▶ Your goal:
Reproduce verbatim the lines of the material below, starting at the line that contains "Expected: one point per instance of the brown" and ending after the line that contains "[[804, 485]]".

Start of Material for this exercise

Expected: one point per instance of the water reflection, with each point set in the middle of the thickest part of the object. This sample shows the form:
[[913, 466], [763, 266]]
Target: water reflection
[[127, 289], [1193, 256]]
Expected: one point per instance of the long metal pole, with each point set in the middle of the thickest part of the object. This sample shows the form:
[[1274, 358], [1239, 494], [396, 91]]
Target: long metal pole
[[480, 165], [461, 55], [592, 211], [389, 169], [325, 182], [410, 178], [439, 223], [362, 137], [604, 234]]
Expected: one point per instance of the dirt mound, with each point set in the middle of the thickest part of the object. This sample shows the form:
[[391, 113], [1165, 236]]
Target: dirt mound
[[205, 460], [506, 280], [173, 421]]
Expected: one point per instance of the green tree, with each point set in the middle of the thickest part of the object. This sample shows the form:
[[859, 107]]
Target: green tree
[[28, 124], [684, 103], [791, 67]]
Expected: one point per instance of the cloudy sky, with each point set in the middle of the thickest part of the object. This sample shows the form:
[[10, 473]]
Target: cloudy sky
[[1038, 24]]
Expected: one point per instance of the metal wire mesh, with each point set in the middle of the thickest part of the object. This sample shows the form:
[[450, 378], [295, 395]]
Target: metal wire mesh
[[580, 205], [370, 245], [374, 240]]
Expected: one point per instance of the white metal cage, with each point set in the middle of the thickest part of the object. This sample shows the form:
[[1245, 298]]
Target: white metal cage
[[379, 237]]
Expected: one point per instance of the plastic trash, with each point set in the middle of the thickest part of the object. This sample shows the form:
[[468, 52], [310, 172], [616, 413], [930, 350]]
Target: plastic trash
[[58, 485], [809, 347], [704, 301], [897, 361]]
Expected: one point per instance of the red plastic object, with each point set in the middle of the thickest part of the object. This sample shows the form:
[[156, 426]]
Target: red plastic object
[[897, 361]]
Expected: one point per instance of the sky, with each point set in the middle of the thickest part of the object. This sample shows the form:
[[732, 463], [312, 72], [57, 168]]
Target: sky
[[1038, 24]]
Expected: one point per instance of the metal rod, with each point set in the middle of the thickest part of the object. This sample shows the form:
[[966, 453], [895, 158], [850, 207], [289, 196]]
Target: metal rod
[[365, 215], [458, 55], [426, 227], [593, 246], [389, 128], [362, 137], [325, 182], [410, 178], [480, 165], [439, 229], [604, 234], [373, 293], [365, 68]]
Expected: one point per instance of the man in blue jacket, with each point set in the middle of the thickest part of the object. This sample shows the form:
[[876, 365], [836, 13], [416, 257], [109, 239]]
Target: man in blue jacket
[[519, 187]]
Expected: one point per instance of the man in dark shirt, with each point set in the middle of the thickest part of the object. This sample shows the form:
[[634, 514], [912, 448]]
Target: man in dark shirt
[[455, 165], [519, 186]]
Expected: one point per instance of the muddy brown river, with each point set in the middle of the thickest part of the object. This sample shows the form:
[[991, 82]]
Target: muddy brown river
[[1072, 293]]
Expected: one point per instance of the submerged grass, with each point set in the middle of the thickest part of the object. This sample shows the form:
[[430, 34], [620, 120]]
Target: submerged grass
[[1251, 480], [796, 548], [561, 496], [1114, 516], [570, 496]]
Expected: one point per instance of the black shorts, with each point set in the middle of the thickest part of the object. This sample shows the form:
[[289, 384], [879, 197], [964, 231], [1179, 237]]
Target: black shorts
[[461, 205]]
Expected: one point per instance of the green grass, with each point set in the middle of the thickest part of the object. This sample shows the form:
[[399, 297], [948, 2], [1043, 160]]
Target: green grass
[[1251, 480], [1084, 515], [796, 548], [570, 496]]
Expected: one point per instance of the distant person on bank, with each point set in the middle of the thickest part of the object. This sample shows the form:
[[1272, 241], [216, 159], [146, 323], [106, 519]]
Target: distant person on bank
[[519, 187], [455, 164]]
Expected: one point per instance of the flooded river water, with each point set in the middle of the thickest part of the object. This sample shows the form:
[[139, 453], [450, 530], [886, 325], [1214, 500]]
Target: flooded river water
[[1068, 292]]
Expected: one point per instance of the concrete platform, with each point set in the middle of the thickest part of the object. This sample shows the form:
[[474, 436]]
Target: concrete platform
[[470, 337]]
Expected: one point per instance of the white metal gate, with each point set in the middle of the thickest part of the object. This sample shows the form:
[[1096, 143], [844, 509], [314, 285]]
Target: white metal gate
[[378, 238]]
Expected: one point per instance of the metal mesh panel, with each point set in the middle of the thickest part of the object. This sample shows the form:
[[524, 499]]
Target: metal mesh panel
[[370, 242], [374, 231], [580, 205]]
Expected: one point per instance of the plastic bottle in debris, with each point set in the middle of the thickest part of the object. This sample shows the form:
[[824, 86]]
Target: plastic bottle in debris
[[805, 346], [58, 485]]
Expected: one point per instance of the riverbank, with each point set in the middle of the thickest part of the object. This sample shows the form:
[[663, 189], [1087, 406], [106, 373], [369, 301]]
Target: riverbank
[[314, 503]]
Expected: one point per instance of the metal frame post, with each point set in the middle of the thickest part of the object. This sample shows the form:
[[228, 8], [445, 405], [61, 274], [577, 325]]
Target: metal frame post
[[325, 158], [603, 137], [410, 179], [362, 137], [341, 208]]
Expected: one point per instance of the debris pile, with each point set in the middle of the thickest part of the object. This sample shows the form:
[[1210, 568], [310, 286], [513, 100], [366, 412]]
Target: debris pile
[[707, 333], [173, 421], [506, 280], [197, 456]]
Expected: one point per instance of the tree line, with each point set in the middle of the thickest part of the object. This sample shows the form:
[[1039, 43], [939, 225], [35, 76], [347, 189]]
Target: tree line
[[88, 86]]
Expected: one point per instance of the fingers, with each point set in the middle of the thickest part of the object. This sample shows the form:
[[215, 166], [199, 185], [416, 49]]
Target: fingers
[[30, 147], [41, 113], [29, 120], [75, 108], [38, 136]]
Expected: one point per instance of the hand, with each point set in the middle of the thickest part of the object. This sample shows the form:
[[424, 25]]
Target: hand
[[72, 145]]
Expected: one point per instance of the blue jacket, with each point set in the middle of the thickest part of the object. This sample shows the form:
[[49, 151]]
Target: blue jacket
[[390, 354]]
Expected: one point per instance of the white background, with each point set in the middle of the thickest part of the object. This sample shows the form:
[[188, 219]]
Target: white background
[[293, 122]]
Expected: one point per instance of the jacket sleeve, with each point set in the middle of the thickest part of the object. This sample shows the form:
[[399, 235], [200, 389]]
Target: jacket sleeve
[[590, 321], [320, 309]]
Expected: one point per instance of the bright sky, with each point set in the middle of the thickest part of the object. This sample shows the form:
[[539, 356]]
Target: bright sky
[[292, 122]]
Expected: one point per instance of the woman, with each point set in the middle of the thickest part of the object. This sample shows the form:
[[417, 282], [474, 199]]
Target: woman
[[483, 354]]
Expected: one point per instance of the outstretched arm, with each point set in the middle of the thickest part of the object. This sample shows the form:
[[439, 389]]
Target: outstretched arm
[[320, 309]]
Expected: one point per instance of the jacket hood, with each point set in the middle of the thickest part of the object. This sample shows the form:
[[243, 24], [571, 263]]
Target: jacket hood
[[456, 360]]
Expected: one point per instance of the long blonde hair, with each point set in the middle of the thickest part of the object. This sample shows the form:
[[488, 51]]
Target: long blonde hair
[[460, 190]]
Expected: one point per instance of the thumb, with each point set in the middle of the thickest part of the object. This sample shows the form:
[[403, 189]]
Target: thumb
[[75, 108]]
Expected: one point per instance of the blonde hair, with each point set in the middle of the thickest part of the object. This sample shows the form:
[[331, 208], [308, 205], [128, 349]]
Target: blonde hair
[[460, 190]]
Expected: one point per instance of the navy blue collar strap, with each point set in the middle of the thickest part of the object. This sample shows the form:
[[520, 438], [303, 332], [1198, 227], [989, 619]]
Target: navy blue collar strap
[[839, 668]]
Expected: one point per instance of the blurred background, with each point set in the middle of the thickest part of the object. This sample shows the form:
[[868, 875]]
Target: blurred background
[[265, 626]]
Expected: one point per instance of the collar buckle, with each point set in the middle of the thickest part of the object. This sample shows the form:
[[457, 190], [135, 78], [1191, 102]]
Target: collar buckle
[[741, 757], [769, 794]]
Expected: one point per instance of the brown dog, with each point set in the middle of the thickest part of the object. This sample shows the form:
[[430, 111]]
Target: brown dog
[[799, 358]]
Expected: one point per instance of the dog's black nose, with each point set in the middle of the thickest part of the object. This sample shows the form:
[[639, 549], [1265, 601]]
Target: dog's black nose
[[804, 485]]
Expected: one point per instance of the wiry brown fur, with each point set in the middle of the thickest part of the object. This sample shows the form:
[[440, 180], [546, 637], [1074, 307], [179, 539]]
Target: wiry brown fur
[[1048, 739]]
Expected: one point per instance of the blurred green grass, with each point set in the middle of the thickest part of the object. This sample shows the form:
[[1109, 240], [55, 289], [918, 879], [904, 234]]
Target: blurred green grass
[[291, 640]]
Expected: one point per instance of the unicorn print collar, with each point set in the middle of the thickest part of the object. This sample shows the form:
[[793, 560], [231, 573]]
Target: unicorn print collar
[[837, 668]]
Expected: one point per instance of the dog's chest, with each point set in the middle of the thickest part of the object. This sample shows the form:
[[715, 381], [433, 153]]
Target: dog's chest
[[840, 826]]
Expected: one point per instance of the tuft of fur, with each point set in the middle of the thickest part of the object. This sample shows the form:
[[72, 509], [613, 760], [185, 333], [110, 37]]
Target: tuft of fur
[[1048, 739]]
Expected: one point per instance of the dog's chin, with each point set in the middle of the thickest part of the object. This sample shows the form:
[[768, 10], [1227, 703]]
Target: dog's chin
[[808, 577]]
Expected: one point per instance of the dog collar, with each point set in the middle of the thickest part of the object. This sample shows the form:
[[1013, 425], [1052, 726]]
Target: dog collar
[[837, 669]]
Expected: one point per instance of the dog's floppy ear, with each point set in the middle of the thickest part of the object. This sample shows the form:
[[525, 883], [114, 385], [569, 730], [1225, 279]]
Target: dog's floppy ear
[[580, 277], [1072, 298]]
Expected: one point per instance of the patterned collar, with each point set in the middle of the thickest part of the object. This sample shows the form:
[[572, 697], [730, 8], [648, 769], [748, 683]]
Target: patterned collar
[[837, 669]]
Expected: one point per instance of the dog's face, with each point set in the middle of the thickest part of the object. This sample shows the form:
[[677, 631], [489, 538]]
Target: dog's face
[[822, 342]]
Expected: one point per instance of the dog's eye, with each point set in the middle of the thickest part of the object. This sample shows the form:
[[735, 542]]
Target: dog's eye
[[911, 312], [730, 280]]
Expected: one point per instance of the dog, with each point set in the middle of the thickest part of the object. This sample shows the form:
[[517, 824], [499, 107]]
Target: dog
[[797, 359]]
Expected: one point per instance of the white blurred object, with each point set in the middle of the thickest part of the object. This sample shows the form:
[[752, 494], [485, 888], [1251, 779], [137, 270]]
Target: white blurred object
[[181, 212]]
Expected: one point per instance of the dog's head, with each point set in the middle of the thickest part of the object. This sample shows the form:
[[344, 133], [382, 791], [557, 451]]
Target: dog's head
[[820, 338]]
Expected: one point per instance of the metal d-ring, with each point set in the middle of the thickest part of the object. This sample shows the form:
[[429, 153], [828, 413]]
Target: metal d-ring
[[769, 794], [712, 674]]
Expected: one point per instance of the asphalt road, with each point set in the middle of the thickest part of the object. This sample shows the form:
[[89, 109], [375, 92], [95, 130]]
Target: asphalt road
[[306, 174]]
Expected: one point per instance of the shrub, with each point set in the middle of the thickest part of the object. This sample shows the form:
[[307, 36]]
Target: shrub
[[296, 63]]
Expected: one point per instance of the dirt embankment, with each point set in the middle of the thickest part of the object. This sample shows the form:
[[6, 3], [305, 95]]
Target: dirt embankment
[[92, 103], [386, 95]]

End of Material for this exercise

▶ Solution to this problem:
Expected: one point per instance of the brown dog, with each point set in the middle of the thickest part of the object. This sample shows the form:
[[430, 111]]
Target: brown dog
[[799, 358]]
Expected: one point per instance of the dog's black nose, with each point set in the middle of the thickest part of the object. This sample shows the form:
[[639, 549], [1265, 601]]
Target: dog's black nose
[[804, 485]]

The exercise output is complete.